§ Stated exercise a
In the forum thread on bicycle locks below, how long did it take MarkKBike to figure out the old lock's combination?

§ Selection
***

# Bicycle Locks, Do you use them?



## MarkKBike (May 14, 2018)

If you do, hopefully its not one of these.






Today I picked up a women's Schwinn road bike very inexpensively at goodwill. The only reason i grabbed it is that it had a aluminum 27" wheel set that looked to be in good condition. I thought I could upgrade the steel rims cheaply on my own Schwinn and turn my le-tour into a super le-tour. The bike had this 70's / 80's era lock wrapped around the frame. I decided to try and pick it and watched a you tube video to see how its done. It was the first time I tried doing this and literally figured out the combo in about 45 seconds, (before I even finished the video).

I now have a working bike lock, that I'll be scared to use.


----------



## GTs58 (May 14, 2018)

Back in the good ole days I stole bikes all the time that had those type of locks.


----------



## bulldog1935 (May 15, 2018)

Have the coolest little cafe lock, unfortunately discontinued - Knog Milkman - there are still a few of them out there (f you hurry)  A simple light cable on a yo-yo spool.
3' coated cable, keyed lock (they also make one combo), just long enough to barely reach around two intimate bikes and a lean pole.
This is a minimum security lock that weighs nothing, will stop the impulse thieves, but won't stop a pro,
but then, very few locks will stop an organized bike thief.


 


Fwiw, this little lock is every bit as secure as the big chain you showed - bolt cutters will snap a chain and it takes longer to chew through even this diminutive cable than to snap a chain (for the pros, a powered Makita cut-off would be a different story).

***

§ Stated exercise b
Select every line of the listing below that contains the word "green". Case counts.

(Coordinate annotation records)
***

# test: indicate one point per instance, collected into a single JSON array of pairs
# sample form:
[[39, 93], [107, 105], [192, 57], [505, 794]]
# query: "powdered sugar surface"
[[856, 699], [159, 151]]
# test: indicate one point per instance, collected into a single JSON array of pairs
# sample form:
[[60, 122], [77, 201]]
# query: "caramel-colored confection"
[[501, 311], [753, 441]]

***

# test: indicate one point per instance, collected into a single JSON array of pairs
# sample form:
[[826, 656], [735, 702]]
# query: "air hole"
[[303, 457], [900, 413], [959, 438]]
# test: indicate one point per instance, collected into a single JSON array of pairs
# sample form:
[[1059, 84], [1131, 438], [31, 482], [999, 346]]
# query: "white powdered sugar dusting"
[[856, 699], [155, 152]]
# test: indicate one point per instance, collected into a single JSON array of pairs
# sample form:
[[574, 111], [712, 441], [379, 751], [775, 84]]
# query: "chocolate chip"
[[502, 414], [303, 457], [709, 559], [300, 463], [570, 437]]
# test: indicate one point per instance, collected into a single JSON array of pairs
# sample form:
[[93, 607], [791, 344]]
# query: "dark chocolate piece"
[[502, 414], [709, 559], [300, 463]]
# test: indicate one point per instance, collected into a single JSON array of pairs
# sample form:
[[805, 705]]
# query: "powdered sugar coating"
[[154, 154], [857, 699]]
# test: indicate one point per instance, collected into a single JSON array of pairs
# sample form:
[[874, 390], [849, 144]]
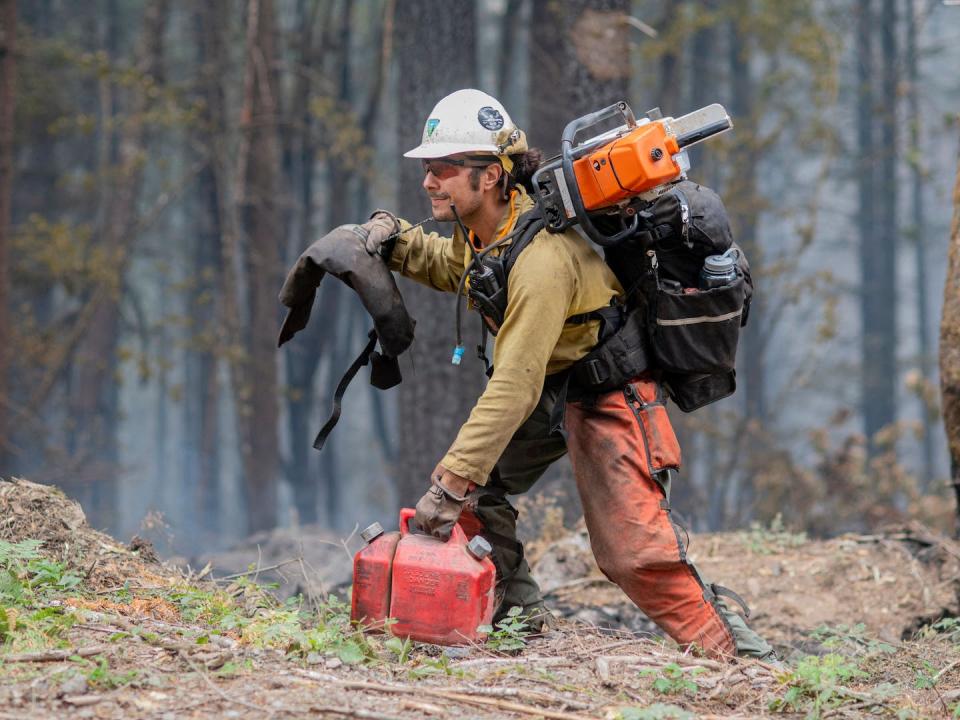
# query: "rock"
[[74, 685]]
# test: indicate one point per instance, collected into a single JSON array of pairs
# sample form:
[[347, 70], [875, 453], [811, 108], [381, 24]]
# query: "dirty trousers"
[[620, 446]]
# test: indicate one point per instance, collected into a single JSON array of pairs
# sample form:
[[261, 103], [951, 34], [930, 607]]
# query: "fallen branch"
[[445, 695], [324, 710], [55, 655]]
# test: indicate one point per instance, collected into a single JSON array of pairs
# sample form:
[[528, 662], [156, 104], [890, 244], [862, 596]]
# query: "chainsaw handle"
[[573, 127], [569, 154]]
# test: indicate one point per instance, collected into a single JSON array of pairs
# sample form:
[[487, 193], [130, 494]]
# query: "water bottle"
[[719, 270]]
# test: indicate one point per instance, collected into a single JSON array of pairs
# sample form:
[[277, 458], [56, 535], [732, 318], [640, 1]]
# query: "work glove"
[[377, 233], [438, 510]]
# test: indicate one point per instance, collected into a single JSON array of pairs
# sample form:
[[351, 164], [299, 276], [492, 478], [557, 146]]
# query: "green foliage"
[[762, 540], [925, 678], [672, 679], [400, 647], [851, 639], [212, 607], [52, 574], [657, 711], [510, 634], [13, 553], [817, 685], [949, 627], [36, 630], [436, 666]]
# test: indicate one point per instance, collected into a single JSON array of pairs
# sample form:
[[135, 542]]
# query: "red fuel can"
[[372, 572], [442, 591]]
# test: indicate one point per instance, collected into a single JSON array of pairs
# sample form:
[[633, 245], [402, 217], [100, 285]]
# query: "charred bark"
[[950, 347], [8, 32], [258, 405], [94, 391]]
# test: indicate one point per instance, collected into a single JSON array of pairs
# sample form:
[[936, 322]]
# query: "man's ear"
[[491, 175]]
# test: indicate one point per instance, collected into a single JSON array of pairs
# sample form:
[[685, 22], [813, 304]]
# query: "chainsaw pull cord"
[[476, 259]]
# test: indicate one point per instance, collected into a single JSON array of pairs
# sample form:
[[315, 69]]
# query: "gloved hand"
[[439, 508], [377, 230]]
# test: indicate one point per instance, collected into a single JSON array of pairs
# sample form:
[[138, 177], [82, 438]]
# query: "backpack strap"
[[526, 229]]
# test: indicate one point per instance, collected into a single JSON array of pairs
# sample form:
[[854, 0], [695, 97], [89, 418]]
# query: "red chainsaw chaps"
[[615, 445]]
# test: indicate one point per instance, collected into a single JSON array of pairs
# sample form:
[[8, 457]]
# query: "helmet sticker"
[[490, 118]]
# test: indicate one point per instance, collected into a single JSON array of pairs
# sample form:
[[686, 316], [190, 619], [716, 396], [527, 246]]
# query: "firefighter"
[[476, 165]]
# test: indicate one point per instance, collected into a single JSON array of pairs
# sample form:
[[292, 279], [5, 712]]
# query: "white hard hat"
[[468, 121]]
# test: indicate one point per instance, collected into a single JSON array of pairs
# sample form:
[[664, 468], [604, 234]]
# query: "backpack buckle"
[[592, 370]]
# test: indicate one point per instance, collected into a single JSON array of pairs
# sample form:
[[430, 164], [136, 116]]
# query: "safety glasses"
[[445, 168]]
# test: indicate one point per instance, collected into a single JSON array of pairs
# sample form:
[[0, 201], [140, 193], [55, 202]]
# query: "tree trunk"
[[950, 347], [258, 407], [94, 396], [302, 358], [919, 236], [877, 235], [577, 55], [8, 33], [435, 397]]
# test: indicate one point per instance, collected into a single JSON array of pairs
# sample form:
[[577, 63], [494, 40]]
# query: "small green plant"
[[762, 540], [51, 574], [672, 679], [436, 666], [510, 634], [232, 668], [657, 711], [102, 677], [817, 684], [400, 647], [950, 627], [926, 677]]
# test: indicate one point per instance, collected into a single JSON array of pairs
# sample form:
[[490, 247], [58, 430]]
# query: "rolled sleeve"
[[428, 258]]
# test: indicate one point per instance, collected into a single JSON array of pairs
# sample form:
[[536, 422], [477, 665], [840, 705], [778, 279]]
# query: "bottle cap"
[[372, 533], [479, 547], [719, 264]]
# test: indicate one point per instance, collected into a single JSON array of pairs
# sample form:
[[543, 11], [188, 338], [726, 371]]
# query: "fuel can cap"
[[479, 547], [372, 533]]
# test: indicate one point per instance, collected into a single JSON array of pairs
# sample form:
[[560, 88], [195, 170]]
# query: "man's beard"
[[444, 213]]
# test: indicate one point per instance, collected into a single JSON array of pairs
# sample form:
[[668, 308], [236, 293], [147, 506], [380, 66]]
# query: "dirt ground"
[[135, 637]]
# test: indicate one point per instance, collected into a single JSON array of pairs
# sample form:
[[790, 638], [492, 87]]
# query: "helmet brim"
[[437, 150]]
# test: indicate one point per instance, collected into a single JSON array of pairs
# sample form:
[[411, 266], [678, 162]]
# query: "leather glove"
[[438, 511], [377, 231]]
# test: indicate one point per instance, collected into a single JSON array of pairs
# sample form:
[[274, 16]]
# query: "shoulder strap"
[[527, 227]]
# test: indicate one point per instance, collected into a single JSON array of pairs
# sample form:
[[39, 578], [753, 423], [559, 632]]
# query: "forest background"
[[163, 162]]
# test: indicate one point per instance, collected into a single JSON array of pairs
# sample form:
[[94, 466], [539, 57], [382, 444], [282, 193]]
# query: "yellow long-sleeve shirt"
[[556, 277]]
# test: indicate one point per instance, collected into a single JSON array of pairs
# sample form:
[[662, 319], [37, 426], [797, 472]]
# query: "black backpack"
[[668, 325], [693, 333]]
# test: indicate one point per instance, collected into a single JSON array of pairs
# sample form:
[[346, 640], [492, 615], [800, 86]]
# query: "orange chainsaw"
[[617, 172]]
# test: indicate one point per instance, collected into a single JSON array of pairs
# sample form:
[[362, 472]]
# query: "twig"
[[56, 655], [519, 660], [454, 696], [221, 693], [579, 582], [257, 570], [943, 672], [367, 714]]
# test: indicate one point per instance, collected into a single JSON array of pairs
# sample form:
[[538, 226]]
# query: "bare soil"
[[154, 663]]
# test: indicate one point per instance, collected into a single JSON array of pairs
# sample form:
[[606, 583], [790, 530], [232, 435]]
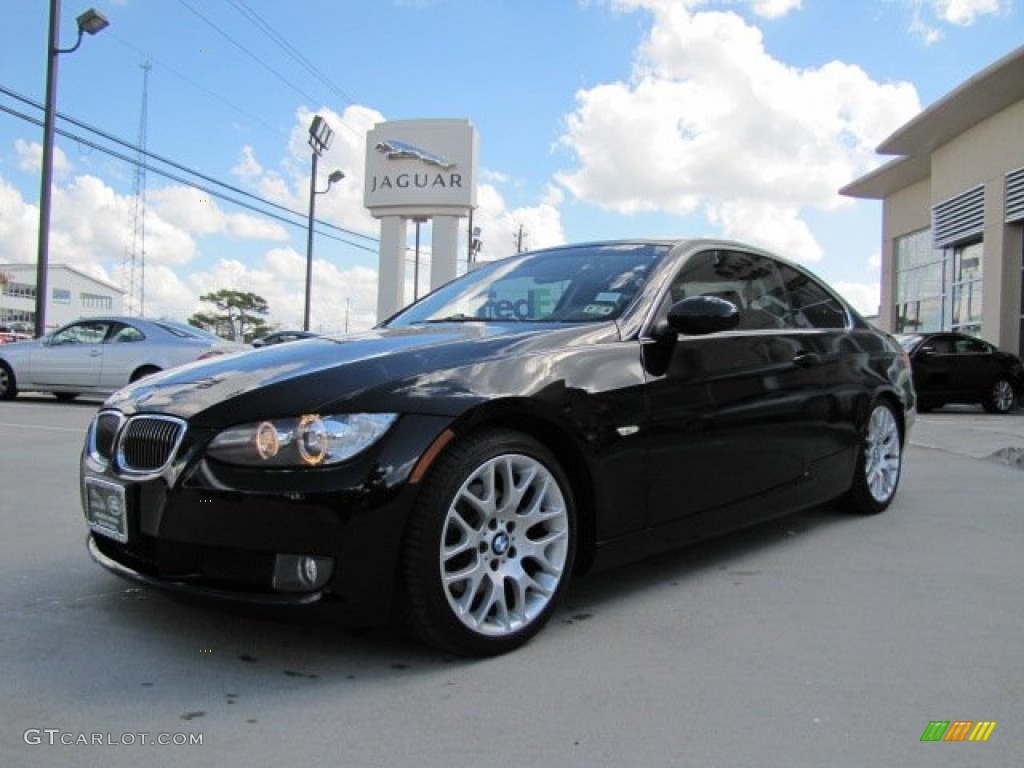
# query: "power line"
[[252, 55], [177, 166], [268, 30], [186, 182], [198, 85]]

***

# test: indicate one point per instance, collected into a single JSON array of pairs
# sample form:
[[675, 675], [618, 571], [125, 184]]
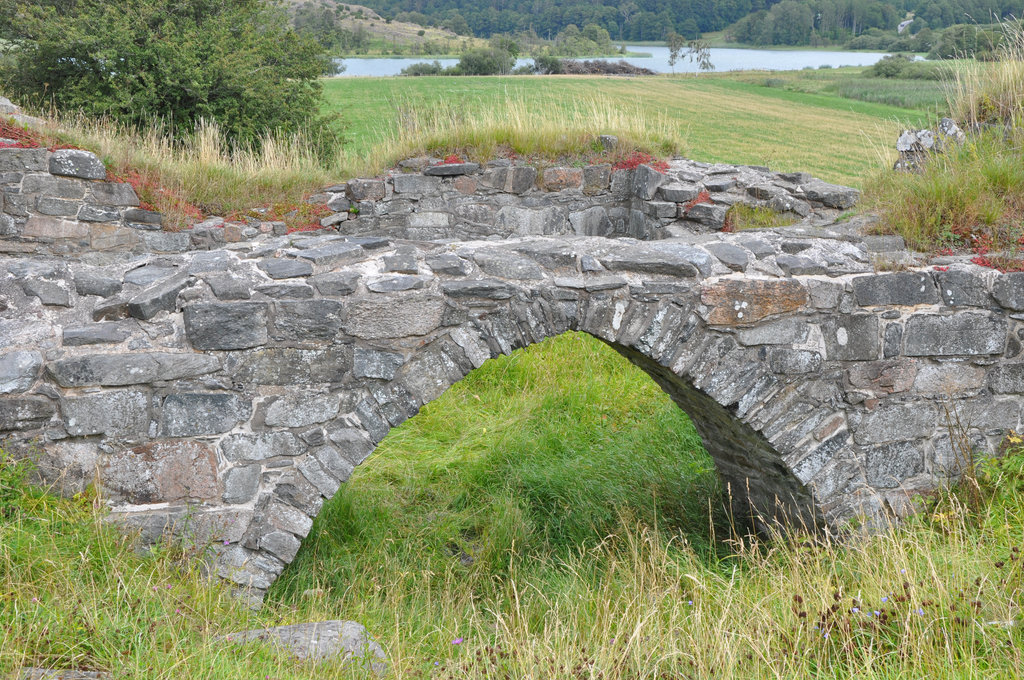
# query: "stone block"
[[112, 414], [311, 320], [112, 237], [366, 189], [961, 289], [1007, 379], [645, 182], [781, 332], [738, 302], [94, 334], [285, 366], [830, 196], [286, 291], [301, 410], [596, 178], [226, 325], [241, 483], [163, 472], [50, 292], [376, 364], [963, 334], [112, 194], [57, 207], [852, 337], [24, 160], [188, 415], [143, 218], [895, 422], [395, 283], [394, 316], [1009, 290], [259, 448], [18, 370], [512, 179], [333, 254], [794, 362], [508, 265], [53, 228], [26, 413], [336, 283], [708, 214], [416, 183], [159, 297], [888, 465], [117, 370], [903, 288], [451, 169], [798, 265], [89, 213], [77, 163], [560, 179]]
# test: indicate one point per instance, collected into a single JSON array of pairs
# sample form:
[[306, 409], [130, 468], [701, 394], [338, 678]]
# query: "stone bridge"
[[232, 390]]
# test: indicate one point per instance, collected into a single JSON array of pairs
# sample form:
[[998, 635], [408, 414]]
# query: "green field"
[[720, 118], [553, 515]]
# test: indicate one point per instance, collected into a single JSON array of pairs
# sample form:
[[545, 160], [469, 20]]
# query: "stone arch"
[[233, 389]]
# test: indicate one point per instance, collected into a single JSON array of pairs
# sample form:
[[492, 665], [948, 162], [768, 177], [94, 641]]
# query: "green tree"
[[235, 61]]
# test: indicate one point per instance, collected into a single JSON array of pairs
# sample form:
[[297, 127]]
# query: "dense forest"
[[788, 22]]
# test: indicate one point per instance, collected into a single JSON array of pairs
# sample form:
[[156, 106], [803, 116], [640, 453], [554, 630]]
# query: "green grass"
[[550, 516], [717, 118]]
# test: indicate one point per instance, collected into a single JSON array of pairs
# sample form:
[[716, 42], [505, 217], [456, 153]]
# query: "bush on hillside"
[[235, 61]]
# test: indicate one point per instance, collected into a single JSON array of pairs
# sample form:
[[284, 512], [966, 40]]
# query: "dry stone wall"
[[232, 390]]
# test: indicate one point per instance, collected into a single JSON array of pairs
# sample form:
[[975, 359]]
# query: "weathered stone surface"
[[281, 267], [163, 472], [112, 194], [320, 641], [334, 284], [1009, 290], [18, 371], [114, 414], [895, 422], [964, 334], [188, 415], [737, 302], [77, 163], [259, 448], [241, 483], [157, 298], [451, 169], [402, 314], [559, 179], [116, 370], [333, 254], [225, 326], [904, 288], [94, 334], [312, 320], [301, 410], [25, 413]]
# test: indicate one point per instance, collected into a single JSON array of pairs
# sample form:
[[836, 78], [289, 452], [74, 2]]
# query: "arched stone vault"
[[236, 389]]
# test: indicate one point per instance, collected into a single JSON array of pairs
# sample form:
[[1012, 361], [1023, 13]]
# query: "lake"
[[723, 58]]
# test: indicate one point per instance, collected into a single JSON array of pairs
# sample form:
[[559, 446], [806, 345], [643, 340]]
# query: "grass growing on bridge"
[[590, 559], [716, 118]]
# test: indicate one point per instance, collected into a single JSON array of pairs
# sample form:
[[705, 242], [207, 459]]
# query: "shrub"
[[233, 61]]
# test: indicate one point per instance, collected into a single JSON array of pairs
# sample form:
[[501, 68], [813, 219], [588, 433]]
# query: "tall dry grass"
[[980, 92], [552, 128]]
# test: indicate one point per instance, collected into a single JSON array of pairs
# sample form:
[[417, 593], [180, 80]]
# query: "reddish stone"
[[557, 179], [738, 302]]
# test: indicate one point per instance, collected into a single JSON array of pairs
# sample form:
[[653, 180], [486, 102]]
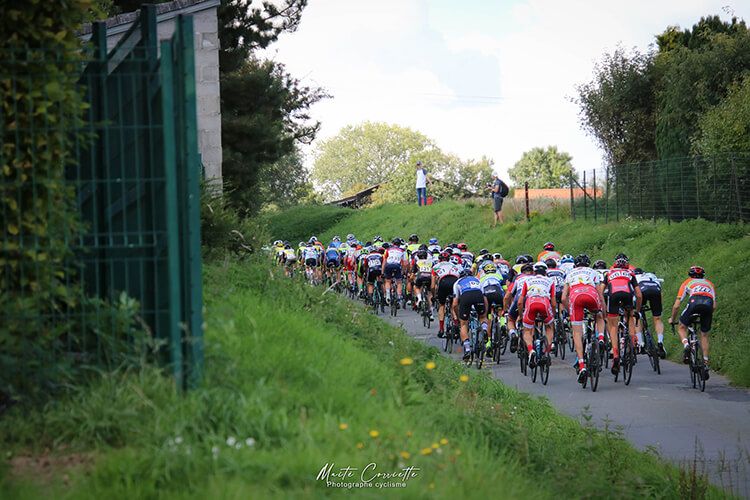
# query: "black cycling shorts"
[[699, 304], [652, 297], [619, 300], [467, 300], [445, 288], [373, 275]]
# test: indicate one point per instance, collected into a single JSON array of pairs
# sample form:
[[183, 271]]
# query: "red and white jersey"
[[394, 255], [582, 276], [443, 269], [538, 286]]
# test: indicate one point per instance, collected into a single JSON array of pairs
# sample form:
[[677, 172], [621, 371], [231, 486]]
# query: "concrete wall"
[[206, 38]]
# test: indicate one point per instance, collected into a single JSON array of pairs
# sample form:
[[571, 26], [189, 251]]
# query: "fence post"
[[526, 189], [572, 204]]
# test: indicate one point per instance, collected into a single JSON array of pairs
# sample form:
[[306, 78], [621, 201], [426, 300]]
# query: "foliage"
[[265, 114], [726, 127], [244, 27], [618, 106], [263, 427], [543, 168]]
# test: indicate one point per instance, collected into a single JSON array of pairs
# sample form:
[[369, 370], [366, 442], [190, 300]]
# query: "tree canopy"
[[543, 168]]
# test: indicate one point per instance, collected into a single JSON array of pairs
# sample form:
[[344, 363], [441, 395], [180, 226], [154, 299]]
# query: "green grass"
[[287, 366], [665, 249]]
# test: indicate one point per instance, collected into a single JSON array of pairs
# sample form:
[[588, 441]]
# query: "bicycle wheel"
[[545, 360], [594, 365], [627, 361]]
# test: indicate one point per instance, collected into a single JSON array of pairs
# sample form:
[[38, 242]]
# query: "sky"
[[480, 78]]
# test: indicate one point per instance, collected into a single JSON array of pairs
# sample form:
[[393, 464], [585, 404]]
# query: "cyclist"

***

§ Answer a
About 45 seconds.

§ Answer b
# query: "green foliage"
# query: "small green plant"
# query: "green field"
# query: "green tree"
# query: "green grass"
# query: "green grass"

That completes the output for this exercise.